Aim – Select and copy every line of the listing below that contains the word "child".

··· Records ···

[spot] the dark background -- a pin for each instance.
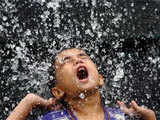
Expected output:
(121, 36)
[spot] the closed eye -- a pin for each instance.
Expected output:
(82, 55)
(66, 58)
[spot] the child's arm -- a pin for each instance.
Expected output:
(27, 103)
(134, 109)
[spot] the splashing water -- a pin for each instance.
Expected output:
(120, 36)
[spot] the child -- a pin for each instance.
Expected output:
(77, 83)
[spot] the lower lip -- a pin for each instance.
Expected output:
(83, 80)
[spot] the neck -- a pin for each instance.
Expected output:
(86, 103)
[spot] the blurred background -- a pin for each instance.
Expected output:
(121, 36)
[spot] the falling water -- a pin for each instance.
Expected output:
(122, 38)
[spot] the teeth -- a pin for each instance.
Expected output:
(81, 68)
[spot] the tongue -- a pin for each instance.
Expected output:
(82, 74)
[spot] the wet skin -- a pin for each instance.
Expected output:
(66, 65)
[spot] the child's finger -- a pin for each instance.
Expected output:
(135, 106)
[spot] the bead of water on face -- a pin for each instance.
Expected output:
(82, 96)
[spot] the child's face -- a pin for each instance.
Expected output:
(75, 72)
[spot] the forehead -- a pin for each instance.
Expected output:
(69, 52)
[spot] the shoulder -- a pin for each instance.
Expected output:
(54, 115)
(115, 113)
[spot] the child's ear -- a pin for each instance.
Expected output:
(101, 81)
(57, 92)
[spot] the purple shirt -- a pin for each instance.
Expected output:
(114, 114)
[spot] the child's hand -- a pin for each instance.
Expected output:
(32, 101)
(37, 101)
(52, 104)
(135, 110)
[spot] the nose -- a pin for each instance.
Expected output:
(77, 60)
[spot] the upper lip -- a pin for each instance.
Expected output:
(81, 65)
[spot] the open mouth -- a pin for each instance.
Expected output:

···
··· Records ···

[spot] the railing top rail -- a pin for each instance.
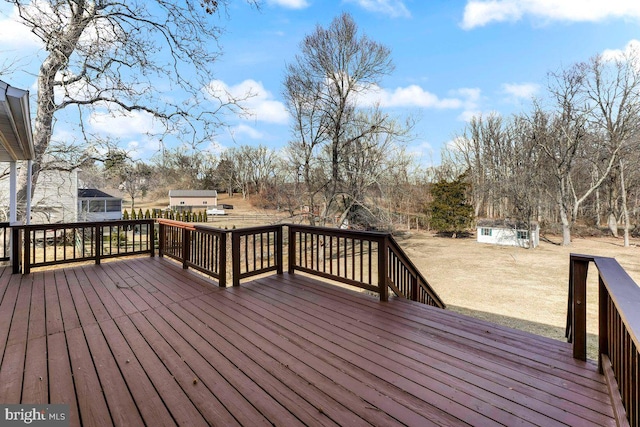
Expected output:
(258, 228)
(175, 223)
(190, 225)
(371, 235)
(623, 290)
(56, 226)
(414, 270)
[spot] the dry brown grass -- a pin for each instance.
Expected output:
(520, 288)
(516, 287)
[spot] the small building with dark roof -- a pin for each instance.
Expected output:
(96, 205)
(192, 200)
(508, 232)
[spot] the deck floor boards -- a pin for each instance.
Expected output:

···

Exercise answer –
[spot] the child's arm -- a pin for each instance.
[spot] the child -- a pin for each instance.
[spot] the child's finger -- a pin for each instance.
[spot] the child's face -- a pin for each instance.
[spot] the child's ear -- a pin for each instance.
[spot] the child's hand -- a pin for each instance.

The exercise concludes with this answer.